─── FONTE

Torna l'appuntamento domenicale con la meditazione sul significato della Santa Messa, con gli approfondimenti di padre Leopoldo, Priore Francescano Conventuale della Chiesa di San Francesco di Brescia:

L’INNO DI GLORIA

Dopo il rito penitenziale, cantiamo l’inno del Gloria, almeno nelle domeniche e nei giorni di festa. Vediamo qual è l’origine di questo inno e approfondiamo il contenuto.

Cantare la gloria di Dio

Si tratta di un inno, di un canto di lode, scritto originariamente in greco e la cui traduzione latina comincia con la parola gloria. Noi cantiamo “gloria” di Dio, cioè il suo splendore, la sua bontà, la sua maestà. Il Gloria comporta un aspetto solenne: non lo si canta se non nelle domeniche, nelle solennità e nelle feste. Ce ne asteniamo però nelle domeniche dell’Avvento e della Quaresima. Perché? Per vivere un tempo di “privazione” che ci permetterà di far vibrare con maggior solennità l’acclamazione degli angeli nella notte di Natale e la proclamazione della salvezza durante la veglia pasquale.

Il canto degli angeli
 
Questo canto di lode riprende parecchi testi delle Scritture, ma in maniera particolare, la lode intonata dagli angeli nella notte di Natale. “E subito apparve con l’angelo una moltitudine dell’esercito celeste che lodava Dio e diceva: Gloria a Dio nel più alto dei cieli e pace in terra agli uomini che egli ama” (Lc2,13-14). All’inizio della celebrazione, acclamiamo a nostra volta questa nascita che è all’origine della nostra salvezza. E soprattutto ci uniamo al canto degli angeli come quando canteremo l’Alleluia o il Sanctus. Non è cosa da poco cantare con gli angeli! E’ bene che ci ricordiamo che tutta la nostra liturgia terrena si vuole a immaginare della liturgia celeste degli angeli che cantano senza sosta la gloria di Dio. Quando noi celebriamo ci uniamo alla lode degli angeli!

Un inno antichissimo

Questo inno antichissimo risale al terzo secolo, era in origine una preghiera del mattino, una preghiera di lode all’inizio di un nuovo giorno. A poco a poco è stato introdotto nella liturgia eucaristica. All’inizio, soltanto il vescovo lo diceva e solamente in alcuni giorni a cominciare da Natale. Il suo uso si è esteso ad altre circostanze e si è generalizzato. E’ notevole che questo inno si sia così radicato nella liturgia, senza interruzione nel corso dei secoli e senza passare di moda.

Come cantare il gloria?
Conviene cantarlo perché il gloria non è stato composto per essere letto…. È lì che incominciano le difficoltà. Il celebrante spesso molto imbarazzato davanti a fedeli che egli teme non sappiano cantarlo nella sua interezza. Allora, per non recitarlo in modo piatto, se ne fa un canto con un ritornello e delle strofe….!

──────
─── MATERIALE FORNITO

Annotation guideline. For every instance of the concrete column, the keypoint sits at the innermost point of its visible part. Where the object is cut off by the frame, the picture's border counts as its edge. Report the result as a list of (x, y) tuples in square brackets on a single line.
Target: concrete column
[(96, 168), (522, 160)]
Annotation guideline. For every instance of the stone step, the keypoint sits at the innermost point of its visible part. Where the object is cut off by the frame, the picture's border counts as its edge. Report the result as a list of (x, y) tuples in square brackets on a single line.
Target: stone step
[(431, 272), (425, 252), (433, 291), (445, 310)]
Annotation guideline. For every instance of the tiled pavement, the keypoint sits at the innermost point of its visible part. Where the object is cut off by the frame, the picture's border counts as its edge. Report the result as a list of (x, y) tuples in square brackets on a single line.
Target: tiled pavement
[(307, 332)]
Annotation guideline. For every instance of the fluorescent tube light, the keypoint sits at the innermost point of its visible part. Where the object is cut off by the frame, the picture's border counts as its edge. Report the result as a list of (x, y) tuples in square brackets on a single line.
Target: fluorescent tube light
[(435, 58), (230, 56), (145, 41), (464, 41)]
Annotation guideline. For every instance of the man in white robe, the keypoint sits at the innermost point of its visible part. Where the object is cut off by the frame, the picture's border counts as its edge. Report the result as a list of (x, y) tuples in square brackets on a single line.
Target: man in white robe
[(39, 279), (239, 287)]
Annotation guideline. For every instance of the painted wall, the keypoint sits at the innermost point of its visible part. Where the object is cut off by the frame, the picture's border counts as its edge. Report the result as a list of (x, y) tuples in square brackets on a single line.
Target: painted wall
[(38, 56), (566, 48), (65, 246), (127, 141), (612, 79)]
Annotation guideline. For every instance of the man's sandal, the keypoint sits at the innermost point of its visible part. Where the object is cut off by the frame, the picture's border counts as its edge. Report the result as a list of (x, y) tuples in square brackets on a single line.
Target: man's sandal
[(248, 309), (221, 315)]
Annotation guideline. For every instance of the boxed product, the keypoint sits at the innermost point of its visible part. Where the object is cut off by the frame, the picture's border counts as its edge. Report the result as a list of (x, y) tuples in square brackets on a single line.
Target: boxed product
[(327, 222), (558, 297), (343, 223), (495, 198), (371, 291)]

──────

▸ **COMPITO DA SVOLGERE**
Trascriva fedelmente dal testo sull'inno del Gloria il passo che inizia dalle parole "Si tratta di" e termina dopo le parole "la veglia pasquale.". Il materiale riportato non ha alcuna attinenza con il testo.

▸ **RISPOSTA**
Si tratta di un inno, di un canto di lode, scritto originariamente in greco e la cui traduzione latina comincia con la parola gloria. Noi cantiamo “gloria” di Dio, cioè il suo splendore, la sua bontà, la sua maestà. Il Gloria comporta un aspetto solenne: non lo si canta se non nelle domeniche, nelle solennità e nelle feste. Ce ne asteniamo però nelle domeniche dell’Avvento e della Quaresima. Perché? Per vivere un tempo di “privazione” che ci permetterà di far vibrare con maggior solennità l’acclamazione degli angeli nella notte di Natale e la proclamazione della salvezza durante la veglia pasquale.